**SHORT EXERCISE:** Print, exactly as given, each line of the data from the line containing "Args: query, the phrase to segment: woman's" up to and including its last line.

**Contour labeling items:**
· · · · · · ·

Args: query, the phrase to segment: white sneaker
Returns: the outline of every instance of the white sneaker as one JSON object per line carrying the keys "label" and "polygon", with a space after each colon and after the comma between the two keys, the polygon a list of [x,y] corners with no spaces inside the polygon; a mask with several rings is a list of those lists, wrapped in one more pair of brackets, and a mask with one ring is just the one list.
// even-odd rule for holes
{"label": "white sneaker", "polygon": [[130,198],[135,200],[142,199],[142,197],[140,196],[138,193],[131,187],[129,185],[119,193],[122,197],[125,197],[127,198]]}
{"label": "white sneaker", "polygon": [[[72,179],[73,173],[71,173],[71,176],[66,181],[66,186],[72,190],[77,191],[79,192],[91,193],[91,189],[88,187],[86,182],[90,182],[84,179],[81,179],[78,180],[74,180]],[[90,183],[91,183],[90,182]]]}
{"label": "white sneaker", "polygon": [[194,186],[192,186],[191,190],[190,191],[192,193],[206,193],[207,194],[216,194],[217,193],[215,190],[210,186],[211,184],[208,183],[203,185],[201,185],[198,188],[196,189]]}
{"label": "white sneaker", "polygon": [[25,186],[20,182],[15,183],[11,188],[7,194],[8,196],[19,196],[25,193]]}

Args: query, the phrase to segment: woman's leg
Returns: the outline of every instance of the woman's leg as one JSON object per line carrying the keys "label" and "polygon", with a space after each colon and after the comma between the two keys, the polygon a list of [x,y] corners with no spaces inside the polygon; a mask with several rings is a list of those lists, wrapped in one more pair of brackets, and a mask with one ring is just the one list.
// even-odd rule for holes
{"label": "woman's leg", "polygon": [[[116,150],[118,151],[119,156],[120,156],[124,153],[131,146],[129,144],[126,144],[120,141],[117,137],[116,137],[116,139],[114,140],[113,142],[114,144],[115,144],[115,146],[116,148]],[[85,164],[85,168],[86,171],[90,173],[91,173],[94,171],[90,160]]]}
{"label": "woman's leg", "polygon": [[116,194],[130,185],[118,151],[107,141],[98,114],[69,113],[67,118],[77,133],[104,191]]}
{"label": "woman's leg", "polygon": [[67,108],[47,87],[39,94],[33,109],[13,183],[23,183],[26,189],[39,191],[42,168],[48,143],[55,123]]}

· · · · · · ·

**ANSWER TO THE TASK:**
Args: query, the phrase to segment: woman's leg
Returns: the outline of every instance of the woman's leg as one JSON object per line carrying the keys "label" and "polygon", with a space after each colon and after the comma between the two keys, the polygon a list of [x,y] corners with no spaces inside the polygon; a mask with several rings is a list of those lists, wrapped in one more pair of brackets, and a mask with one ring is just the one list.
// even-odd rule for holes
{"label": "woman's leg", "polygon": [[[116,150],[118,151],[119,156],[120,156],[124,153],[131,146],[129,144],[126,144],[120,141],[117,137],[116,137],[116,139],[114,140],[113,142],[114,144],[115,144],[115,146],[116,148]],[[85,164],[85,168],[86,171],[90,173],[91,173],[94,171],[90,160]]]}
{"label": "woman's leg", "polygon": [[116,194],[130,185],[118,151],[107,141],[98,114],[69,113],[67,118],[77,133],[104,191]]}
{"label": "woman's leg", "polygon": [[67,108],[47,87],[39,94],[33,109],[13,183],[23,183],[26,189],[39,191],[42,168],[48,143],[55,123]]}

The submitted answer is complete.